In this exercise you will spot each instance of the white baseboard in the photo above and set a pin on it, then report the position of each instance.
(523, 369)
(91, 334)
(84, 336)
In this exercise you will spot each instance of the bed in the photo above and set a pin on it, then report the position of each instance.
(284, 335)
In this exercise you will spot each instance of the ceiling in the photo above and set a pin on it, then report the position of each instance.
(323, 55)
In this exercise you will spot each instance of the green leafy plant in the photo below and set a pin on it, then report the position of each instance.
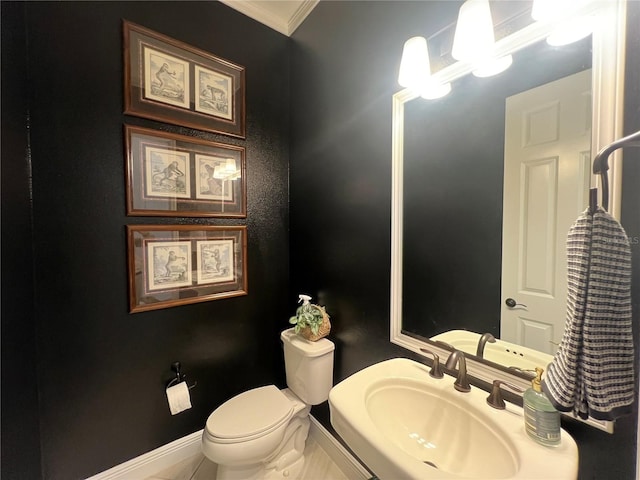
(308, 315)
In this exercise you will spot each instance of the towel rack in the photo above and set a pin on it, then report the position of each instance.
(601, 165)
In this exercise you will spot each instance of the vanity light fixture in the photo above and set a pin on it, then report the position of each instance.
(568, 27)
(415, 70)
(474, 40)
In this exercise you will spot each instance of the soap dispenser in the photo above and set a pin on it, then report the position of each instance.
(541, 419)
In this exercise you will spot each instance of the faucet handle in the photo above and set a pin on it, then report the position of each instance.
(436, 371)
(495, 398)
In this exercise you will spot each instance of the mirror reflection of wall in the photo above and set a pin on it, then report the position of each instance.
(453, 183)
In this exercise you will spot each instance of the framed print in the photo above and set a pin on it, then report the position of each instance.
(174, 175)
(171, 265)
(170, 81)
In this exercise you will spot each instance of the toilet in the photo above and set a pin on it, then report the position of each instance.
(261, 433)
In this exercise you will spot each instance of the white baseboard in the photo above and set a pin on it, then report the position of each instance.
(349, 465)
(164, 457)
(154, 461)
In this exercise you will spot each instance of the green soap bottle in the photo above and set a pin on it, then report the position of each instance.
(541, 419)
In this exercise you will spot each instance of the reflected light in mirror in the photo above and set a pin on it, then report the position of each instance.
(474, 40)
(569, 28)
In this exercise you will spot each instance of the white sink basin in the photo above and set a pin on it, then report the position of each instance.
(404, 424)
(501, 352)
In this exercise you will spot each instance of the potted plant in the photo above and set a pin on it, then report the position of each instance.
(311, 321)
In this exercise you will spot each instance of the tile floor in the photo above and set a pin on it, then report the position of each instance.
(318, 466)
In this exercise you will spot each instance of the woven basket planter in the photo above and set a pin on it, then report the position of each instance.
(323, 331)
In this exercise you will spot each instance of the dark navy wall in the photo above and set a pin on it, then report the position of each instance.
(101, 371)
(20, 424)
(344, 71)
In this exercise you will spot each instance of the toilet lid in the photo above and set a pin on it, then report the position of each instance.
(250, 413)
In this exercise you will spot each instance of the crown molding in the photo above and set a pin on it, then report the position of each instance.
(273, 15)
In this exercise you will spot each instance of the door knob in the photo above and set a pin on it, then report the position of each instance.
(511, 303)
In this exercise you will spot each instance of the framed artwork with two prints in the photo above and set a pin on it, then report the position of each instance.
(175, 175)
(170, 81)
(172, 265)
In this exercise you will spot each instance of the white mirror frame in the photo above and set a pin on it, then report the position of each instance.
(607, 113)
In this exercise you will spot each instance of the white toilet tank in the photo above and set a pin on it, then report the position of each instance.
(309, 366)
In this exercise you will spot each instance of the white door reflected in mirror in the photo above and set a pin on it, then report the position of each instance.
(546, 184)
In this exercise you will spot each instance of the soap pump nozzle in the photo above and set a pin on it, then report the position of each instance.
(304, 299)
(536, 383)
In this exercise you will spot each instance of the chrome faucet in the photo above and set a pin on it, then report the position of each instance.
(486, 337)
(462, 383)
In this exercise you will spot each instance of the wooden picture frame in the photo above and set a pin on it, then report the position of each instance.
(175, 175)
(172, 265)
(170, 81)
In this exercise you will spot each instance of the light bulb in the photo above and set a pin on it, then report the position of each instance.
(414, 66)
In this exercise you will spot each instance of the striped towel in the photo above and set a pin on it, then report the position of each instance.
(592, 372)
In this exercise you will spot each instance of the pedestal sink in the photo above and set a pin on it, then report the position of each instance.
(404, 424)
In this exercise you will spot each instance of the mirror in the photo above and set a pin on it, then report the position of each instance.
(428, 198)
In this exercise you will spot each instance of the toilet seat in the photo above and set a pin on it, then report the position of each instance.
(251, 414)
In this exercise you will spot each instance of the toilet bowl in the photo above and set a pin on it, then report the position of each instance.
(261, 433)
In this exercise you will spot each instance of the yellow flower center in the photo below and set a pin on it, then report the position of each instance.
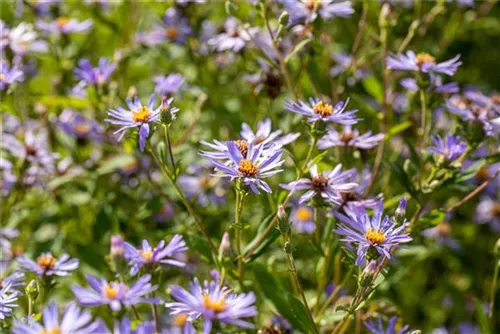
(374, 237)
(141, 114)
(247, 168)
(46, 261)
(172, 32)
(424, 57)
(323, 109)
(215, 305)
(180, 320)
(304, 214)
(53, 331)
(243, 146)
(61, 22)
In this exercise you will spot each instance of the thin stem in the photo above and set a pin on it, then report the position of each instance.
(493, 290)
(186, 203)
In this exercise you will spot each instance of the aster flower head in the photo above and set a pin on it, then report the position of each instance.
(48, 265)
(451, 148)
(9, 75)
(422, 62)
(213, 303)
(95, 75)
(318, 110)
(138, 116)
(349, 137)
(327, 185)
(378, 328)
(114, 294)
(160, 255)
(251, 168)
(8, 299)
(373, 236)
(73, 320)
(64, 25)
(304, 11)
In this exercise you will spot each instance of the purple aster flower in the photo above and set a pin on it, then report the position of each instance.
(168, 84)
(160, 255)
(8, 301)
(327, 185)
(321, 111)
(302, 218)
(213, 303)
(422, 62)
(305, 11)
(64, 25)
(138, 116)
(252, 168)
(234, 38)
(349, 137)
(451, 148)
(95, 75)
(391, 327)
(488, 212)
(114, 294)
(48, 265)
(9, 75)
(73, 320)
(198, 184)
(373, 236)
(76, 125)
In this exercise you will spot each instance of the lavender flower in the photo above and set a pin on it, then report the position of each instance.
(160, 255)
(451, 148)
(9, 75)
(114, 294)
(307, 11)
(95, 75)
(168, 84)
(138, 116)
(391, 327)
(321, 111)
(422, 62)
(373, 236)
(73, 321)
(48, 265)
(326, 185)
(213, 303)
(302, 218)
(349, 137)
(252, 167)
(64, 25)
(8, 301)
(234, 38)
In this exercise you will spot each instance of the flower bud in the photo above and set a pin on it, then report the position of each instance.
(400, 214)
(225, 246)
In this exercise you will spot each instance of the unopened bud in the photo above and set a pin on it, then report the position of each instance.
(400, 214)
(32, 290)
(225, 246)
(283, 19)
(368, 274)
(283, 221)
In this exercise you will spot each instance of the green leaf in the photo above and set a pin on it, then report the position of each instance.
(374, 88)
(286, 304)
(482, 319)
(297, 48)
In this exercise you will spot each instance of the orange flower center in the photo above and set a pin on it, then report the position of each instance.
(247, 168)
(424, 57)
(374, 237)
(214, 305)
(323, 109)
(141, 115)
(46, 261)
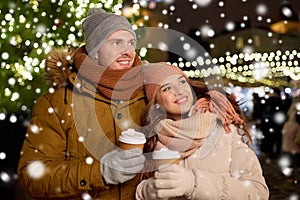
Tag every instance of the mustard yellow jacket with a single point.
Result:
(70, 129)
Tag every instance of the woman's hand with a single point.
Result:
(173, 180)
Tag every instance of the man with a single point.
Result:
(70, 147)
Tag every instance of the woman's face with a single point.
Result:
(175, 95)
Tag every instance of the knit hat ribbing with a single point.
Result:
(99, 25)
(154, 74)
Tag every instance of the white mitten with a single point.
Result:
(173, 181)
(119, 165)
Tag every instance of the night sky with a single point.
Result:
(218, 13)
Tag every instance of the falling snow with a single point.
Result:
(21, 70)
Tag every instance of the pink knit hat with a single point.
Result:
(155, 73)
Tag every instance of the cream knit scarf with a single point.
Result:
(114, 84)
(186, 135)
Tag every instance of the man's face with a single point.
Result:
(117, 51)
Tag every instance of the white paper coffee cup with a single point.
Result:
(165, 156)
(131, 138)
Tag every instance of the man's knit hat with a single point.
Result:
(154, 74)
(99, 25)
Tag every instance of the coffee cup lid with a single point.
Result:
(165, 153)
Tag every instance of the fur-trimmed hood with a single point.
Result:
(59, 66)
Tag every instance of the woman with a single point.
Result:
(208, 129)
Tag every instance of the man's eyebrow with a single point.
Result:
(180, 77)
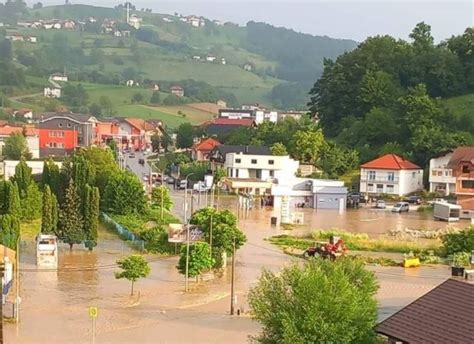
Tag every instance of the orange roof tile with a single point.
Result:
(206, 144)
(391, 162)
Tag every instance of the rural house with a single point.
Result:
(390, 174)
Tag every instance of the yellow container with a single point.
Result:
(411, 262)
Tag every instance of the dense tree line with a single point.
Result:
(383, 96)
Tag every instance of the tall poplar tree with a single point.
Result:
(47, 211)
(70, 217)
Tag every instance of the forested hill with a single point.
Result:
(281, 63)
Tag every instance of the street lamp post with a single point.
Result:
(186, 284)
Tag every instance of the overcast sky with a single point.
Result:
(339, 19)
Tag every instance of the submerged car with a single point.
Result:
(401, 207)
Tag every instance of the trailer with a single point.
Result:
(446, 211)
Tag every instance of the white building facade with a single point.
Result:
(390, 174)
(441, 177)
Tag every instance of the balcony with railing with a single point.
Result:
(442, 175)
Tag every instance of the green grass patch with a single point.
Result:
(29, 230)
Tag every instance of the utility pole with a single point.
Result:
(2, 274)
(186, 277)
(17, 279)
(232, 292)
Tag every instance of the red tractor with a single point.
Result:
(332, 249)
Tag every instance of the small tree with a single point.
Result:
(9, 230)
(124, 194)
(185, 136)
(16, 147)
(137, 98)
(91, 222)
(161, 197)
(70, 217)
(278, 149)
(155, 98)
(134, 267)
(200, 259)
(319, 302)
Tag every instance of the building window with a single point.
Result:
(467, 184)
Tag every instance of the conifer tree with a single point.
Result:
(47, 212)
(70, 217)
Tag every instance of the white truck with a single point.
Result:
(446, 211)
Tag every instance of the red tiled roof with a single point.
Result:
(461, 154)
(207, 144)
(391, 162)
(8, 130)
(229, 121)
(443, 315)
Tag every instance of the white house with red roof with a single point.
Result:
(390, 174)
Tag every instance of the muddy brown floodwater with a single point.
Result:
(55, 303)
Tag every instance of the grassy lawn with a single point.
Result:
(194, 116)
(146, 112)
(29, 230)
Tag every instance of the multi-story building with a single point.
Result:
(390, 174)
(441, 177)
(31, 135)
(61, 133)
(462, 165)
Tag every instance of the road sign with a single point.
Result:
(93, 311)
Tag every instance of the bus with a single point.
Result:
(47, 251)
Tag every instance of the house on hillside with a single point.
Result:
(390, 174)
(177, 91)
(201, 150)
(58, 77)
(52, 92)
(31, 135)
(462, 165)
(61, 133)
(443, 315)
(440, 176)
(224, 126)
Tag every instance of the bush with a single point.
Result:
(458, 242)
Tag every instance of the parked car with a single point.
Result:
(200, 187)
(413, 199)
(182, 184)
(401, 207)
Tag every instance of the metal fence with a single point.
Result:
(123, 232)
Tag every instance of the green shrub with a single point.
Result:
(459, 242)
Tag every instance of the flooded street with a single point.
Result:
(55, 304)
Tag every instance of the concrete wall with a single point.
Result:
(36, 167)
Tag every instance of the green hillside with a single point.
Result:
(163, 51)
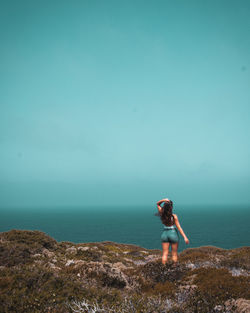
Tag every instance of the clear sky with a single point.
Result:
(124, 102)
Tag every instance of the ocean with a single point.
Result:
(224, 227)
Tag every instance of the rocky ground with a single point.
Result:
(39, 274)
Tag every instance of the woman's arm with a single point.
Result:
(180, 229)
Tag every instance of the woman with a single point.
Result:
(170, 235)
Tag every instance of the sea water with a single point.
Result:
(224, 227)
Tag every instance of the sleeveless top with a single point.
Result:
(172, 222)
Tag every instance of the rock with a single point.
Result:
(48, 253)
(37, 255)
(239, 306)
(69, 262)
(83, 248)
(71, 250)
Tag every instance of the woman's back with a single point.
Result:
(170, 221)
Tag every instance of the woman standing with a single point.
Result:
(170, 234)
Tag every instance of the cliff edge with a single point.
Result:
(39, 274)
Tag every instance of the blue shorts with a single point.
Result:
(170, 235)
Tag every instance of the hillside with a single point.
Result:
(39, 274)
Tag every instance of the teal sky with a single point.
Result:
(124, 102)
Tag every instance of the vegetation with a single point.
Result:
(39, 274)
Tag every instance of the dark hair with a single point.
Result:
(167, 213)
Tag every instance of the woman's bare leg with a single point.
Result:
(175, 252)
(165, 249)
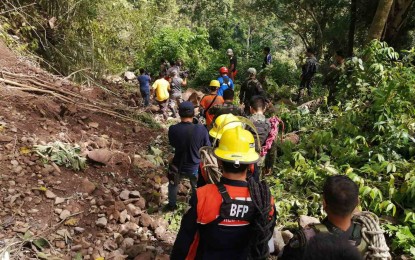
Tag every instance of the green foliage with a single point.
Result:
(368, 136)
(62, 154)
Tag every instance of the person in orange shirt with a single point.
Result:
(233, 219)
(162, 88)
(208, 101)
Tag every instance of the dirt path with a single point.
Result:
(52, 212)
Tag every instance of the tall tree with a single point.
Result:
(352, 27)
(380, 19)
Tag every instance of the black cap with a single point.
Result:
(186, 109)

■ ■ ■ ■ ■

Task brief: Retype, without any change, every line from the one with "Tag every instance of the dirt" to the bottom of the listing.

Output of the exercise:
Tag every instance of the dirt path with a single point.
Result:
(52, 212)
Tag every instance of the tall tree with a single point.
Result:
(352, 27)
(380, 19)
Tag every instance of the black cap with a single point.
Result:
(186, 109)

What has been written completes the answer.